THE DATA |
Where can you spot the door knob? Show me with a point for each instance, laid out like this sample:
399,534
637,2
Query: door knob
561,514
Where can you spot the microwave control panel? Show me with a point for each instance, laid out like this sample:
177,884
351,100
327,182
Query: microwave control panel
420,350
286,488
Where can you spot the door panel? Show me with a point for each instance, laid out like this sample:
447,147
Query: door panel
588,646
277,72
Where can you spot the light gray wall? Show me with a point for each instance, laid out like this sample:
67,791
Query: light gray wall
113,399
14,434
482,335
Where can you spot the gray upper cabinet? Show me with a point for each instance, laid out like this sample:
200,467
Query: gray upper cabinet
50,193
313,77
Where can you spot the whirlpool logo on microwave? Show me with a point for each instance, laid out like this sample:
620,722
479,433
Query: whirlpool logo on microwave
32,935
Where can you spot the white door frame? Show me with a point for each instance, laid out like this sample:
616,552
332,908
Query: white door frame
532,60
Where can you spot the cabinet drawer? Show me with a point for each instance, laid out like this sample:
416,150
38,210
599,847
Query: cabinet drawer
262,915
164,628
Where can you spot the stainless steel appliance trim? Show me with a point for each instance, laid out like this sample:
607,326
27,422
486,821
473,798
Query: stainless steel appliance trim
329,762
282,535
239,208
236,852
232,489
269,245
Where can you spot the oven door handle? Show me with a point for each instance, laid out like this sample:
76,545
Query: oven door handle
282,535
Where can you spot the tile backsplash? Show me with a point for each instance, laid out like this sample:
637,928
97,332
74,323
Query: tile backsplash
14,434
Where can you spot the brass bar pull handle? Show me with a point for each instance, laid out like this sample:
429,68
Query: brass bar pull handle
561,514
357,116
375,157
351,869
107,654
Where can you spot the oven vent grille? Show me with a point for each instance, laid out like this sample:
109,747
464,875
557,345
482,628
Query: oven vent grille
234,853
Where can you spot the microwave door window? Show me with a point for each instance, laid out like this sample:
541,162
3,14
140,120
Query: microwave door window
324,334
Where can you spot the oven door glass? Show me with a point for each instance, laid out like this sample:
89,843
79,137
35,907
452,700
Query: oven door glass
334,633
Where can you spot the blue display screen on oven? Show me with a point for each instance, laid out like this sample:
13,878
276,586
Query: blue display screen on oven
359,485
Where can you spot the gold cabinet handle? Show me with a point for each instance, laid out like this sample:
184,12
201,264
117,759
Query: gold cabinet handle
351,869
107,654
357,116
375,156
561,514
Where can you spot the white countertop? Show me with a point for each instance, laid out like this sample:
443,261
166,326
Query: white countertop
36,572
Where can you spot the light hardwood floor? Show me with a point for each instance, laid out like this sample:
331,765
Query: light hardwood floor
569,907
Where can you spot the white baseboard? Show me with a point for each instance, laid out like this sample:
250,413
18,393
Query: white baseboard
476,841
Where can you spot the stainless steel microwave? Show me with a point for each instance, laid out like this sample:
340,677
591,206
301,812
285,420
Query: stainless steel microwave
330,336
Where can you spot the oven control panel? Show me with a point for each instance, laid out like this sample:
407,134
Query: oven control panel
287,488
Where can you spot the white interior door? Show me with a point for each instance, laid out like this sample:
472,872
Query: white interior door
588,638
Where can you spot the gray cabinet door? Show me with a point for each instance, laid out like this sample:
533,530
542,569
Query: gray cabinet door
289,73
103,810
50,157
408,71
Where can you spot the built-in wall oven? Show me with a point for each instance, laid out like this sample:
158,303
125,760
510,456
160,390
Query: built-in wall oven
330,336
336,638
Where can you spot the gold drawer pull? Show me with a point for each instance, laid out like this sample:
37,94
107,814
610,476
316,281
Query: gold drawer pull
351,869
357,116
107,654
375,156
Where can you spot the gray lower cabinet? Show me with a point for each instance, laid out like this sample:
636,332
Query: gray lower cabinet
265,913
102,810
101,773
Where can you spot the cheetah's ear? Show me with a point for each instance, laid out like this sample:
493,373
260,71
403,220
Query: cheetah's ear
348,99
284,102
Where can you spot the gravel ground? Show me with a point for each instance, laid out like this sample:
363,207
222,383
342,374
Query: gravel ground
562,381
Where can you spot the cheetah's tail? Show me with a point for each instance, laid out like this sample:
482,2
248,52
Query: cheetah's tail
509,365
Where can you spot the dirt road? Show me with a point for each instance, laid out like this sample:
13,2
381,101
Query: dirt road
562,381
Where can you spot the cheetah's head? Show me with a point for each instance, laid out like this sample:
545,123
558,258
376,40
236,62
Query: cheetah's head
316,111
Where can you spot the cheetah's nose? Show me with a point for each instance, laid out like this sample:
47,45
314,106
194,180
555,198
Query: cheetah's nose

JOB | Rewrite every row above, changing each "Query" to "Target" and leaving everything else as it is.

ANSWER FOR THIS EXERCISE |
Where can you spot the door knob? Show me with a point for each instance, laid out like this sample:
399,534
637,2
Target: door knob
561,514
Where can you spot the microwave control panel? Show me with a point for each instance, laid out like this sample:
177,884
351,100
327,182
Target: microwave control panel
420,350
286,488
Where can you spot the door panel? Show me with a point for each instance, laid out like this sample:
447,147
Target: door panel
588,646
277,72
Where can you spot the light gray wall? Show me with a point for each instance, laid out like this sample:
67,791
Target: light gray wall
113,399
14,434
482,335
Where can you spot the gray upper cabinet? Show me with a point for each instance, laid out like this sample:
200,467
Target: gray upper cabinet
50,193
313,77
Where can you spot the whirlpool logo on microwave? Show me with a point for each instance, laid out like this sample:
620,722
479,433
Target: whirlpool logo on microwave
32,935
Where can you spot the white door frame? Show me with a point for each instance, laid out like this sample:
616,552
332,908
Target: white door frame
532,60
Where can you spot the cabinet drawer? Show me with a point for each instance, laid out like this sample:
416,150
38,210
599,847
Target: cabinet drawer
262,915
164,628
Where can you spot the stainless steel appliance trim? Show me with a point for each instance, laid out like this sample:
607,326
27,422
486,821
473,798
Target: stainless steel appliance trim
329,762
282,535
239,208
236,852
232,489
269,245
Where can you spot the oven door handle? Show me with a point for each instance, laid out like this sample:
76,545
Target: oven door handle
282,535
Where can you spot the tile backsplash? Show me with a point for each instance, laid out like this sample:
637,928
97,332
74,323
Target: tile backsplash
14,434
Where can you spot the brass bar pull handle? Show me with a point for each instance, laid out like this sample:
429,68
Target: brass bar pull handle
561,514
357,116
375,157
351,869
107,654
Where can you spot the oven vent grille? Show me with a point for each instance, laid out like this sample:
109,747
464,875
557,345
482,628
Target: oven vent grille
234,853
Where can you spot the microwave door window? Show me with a point for each instance, laid out like this sample:
541,162
3,14
140,120
Target: microwave door window
324,334
Where can you spot the oven door glass? Show me with a point for each instance, laid out like this sample:
89,843
79,137
35,907
452,700
Target: oven door glass
334,633
Where can you spot the blue display screen on oven? Show me with a point for each instance, laid out like this sample:
13,878
276,586
Target: blue display screen on oven
359,485
Where can you spot the gold cabinet handle? Show me with a point for each instance, laid out like this sample:
184,12
201,264
117,759
Target: gold cabinet handle
351,869
107,654
357,116
375,156
561,514
Where can you spot the white countertop? Show me with a point for each instance, laid out like this sample:
443,261
166,326
Target: white countertop
36,572
Where can you spot the light hardwood floor? Show me with a point for each instance, laid out like this sample:
331,765
Target: light hardwood floor
569,907
Where can you spot the white baseboard? Show me with a point for each instance, laid out like this sample:
250,413
18,393
Target: white baseboard
476,841
Where can you spot the stainless steel microwave? Show me with a point for each instance, laid out like this sample:
340,677
591,206
301,812
285,420
Target: stainless steel microwave
330,336
Where can you spot the oven control panel? Show me with a point for each instance, laid out like this sample:
407,134
Target: oven control panel
287,488
Where can you spot the white interior door? Show me with a point for each instance, laid out like this sample:
472,872
Target: white interior door
588,638
Where can you spot the gray cabinet door? Show me with a point for each instance, laid out like this sample:
533,530
542,569
Target: gray cabinet door
289,73
103,810
50,157
408,71
Where can you spot the built-in wall oven? Show me with a point for each instance, laid out like this sample:
158,303
125,760
510,456
160,390
Target: built-in wall oven
330,336
336,638
Where can you spot the gold drawer pull? Show me with a point for each instance, laid out like this sample:
37,94
107,814
610,476
316,281
Target: gold drawer pull
351,869
357,116
107,654
375,156
Where can you spot the gray lower cabinet? Show me with a point for each instance, laid out like this sample:
636,332
Target: gray lower cabinet
265,913
102,810
101,773
Where can you spot the cheetah's ear? Show me with a point for each instance, laid out like this sample:
493,373
260,71
403,220
Target: cheetah's ear
348,99
284,102
Where can you spot the gravel ground? Show me with a point for each instance, laid out like this sample:
363,207
222,383
342,374
Target: gravel ground
562,381
Where can you spot the cheetah's tail? Show me with a point for each instance, laid out like this sample:
482,2
248,52
Target: cheetah's tail
509,365
Where can you spot the dirt road? Show me with a point for each instance, laid out like this sample:
13,2
381,101
Target: dirt road
562,381
Where can you spot the cheetah's head? Show me with a point for each instance, laid out like this sample:
545,123
558,258
376,40
236,62
Target: cheetah's head
316,111
Where can you spot the cheetah's nose? Show me with a point for each instance, laid out like this sample:
47,45
314,106
194,180
555,198
Target: cheetah's nose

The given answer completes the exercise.